**** Provided passage ****

Safety

Electrical Hazard Safety

Start Your Electrical Safety Program


Keep workers safe by developing and implementing an electrical safe work program (ESWP) that incorporates these key elements

An extremely potent source of energy that powers lights, tools, machinery and many other devices that we use in our daily lives, electricity can also cause injury or death when not handled properly.

A national consensus safety standard that identifies safe work practices to protect workers from the hazards of electricity, including electric shock and electrocution, arc flash, and arc blast, the National Fire Protection Association’s NFPA 70: National Electric Code (NEC) for electrical design, installation and inspection safety standards addresses commercial, residential and industrial occupancies.

Here's a checklist with 5 key elements for your ESWP you can download and use to get you started today:

5 Elements

Download the PDF here. 
 

Getting Proactive About Safety

There are other proactive steps you can take to help prevent electrical shock or similar injuries: Keep workers away from energized equipment or circuits and train qualified workers on the correct procedures when working on energized equipment or circuits. Prior to using or performing maintenance on electrical equipment, the employee should first check that it is safe by:

  • Verifying that electrical equipment is not located in a hazardous environment, such as a damp/wet location or where it is exposed to high temperatures and flammable gases and vapors.
  • Making sure overcurrent and safety devices, such as fuses, circuit breakers, and ground fault circuit interrupters (GFCI), have not been tampered with and are working correctly.
  • Inspecting the power cord and plug to ensure there are no defects, such as cuts in the insulation exposing bare wiring.
  • Identifying whether the equipment has an emergency shutoff switch and where it is located prior to use.
  • Making sure there is sufficient space around the electrical equipment or circuit to allow for operation and maintenance.

****

● **Written request 1**
Please extract each line of the records below that contains the string "pedestrian", matching case exactly.

**** Stored data ****

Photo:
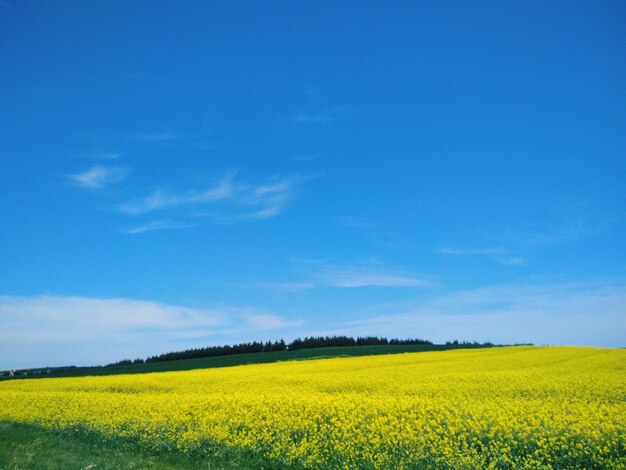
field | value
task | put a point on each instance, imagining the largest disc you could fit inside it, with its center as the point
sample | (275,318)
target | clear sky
(180,174)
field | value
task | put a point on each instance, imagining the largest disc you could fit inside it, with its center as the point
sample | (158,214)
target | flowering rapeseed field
(522,407)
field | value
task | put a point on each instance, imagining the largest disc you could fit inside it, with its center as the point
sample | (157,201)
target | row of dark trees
(255,346)
(333,341)
(280,345)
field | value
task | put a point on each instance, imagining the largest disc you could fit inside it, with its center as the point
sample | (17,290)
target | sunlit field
(526,407)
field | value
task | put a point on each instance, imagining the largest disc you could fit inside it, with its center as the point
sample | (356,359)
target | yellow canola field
(522,407)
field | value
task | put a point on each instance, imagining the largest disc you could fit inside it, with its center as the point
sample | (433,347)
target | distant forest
(280,345)
(311,342)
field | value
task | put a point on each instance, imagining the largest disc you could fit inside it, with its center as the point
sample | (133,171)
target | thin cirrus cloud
(230,200)
(499,255)
(584,313)
(98,177)
(64,330)
(155,226)
(348,276)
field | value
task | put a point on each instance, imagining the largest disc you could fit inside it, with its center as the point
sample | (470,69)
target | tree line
(280,345)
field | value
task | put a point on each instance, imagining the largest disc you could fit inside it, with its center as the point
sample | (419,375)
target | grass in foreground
(517,407)
(29,447)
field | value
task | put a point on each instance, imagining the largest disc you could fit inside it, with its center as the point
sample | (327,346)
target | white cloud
(164,136)
(577,314)
(315,118)
(354,275)
(231,200)
(511,260)
(499,255)
(474,251)
(156,225)
(54,330)
(99,176)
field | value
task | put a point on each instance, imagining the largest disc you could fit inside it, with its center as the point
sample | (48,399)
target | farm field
(248,358)
(514,407)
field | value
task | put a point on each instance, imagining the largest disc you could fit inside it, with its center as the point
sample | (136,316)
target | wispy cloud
(375,233)
(98,177)
(474,251)
(586,313)
(230,200)
(315,118)
(156,225)
(498,255)
(162,136)
(348,275)
(58,330)
(566,234)
(99,155)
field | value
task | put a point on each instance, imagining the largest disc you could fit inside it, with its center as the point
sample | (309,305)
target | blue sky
(178,174)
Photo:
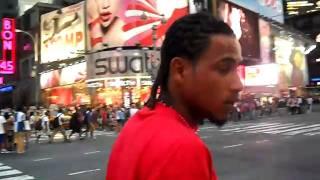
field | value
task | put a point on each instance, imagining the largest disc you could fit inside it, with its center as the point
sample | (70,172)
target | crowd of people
(252,108)
(16,126)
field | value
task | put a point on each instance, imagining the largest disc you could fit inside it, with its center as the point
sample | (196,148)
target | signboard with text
(8,42)
(62,33)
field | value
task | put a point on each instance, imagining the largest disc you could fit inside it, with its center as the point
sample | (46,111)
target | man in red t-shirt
(198,80)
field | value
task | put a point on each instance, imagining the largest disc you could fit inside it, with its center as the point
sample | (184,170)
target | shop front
(121,77)
(65,86)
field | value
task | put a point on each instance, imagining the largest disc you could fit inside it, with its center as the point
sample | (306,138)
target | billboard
(244,24)
(269,8)
(8,43)
(128,22)
(261,75)
(124,63)
(65,76)
(62,33)
(289,54)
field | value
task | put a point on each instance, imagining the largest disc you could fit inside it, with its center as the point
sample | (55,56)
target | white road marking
(81,172)
(277,128)
(302,131)
(257,128)
(311,134)
(266,140)
(23,177)
(235,129)
(10,172)
(236,145)
(4,168)
(292,129)
(42,159)
(92,152)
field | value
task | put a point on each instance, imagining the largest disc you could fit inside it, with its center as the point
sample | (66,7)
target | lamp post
(34,72)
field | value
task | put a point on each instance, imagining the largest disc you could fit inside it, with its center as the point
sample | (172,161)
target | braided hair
(188,38)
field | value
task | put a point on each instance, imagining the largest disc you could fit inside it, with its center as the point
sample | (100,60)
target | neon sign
(8,35)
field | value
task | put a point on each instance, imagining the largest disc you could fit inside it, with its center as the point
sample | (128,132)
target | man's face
(211,86)
(108,10)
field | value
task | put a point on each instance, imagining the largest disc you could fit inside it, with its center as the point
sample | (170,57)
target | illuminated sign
(62,33)
(119,23)
(8,35)
(113,64)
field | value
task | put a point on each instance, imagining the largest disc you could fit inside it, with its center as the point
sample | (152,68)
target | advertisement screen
(269,8)
(124,63)
(261,75)
(62,33)
(289,54)
(244,24)
(128,22)
(69,75)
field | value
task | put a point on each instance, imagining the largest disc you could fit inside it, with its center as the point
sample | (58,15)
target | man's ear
(179,67)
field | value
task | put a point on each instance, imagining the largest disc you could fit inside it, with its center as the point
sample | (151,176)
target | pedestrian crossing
(59,136)
(288,129)
(8,173)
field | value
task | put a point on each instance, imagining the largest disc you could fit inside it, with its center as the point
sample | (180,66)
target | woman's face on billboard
(108,10)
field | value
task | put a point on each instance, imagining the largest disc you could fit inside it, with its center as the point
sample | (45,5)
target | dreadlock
(188,38)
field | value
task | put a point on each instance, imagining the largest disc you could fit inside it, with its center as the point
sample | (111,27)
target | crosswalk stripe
(302,131)
(276,128)
(4,168)
(312,133)
(257,128)
(235,129)
(23,177)
(292,129)
(10,172)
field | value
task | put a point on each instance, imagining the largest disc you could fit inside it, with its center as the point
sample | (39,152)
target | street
(277,148)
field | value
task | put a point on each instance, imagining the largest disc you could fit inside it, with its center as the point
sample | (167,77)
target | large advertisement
(269,8)
(289,54)
(65,76)
(129,22)
(262,75)
(244,24)
(62,33)
(123,63)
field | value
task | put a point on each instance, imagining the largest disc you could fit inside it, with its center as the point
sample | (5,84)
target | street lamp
(34,71)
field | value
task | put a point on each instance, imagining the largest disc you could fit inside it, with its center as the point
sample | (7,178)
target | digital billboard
(272,9)
(62,33)
(289,54)
(128,22)
(261,75)
(65,76)
(244,24)
(8,43)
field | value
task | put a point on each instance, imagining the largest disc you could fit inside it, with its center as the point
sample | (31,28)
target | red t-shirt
(159,145)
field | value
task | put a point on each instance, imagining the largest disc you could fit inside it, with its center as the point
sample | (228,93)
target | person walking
(19,130)
(198,80)
(58,127)
(44,126)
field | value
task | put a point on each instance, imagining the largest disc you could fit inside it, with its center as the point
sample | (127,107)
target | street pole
(34,72)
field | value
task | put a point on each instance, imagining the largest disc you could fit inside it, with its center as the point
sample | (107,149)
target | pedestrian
(9,130)
(2,134)
(58,126)
(76,123)
(198,80)
(133,110)
(19,130)
(44,129)
(309,102)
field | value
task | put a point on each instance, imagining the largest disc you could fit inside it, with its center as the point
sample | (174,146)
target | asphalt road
(277,148)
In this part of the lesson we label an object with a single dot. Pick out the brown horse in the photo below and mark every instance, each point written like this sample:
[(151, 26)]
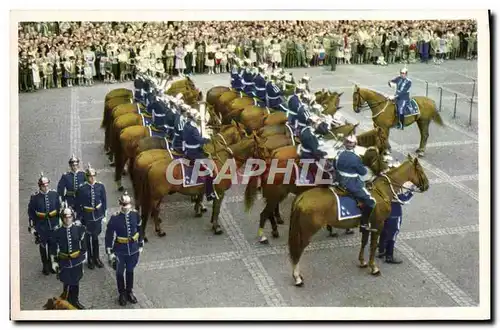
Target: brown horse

****

● **Written request 2**
Transcribe the complete electrical hazard safety text from above, word for word.

● **Reply 1**
target | pedestrian crossing
target | pedestrian

● **Reply 2**
Safety

Electrical Hazard Safety

Start Your Electrical Safety Program


Keep workers safe by developing and implementing an electrical safe work program (ESWP) that incorporates these key elements

An extremely potent source of energy that powers lights, tools, machinery and many other devices that we use in our daily lives, electricity can also cause injury or death when not handled properly.

A national consensus safety standard that identifies safe work practices to protect workers from the hazards of electricity, including electric shock and electrocution, arc flash, and arc blast, the National Fire Protection Association’s NFPA 70: National Electric Code (NEC) for electrical design, installation and inspection safety standards addresses commercial, residential and industrial occupancies.

Here's a checklist with 5 key elements for your ESWP you can download and use to get you started today:

5 Elements

Download the PDF here. 
 

Getting Proactive About Safety

There are other proactive steps you can take to help prevent electrical shock or similar injuries: Keep workers away from energized equipment or circuits and train qualified workers on the correct procedures when working on energized equipment or circuits. Prior to using or performing maintenance on electrical equipment, the employee should first check that it is safe by:

  • Verifying that electrical equipment is not located in a hazardous environment, such as a damp/wet location or where it is exposed to high temperatures and flammable gases and vapors.
  • Making sure overcurrent and safety devices, such as fuses, circuit breakers, and ground fault circuit interrupters (GFCI), have not been tampered with and are working correctly.
  • Inspecting the power cord and plug to ensure there are no defects, such as cuts in the insulation exposing bare wiring.
  • Identifying whether the equipment has an emergency shutoff switch and where it is located prior to use.
  • Making sure there is sufficient space around the electrical equipment or circuit to allow for operation and maintenance.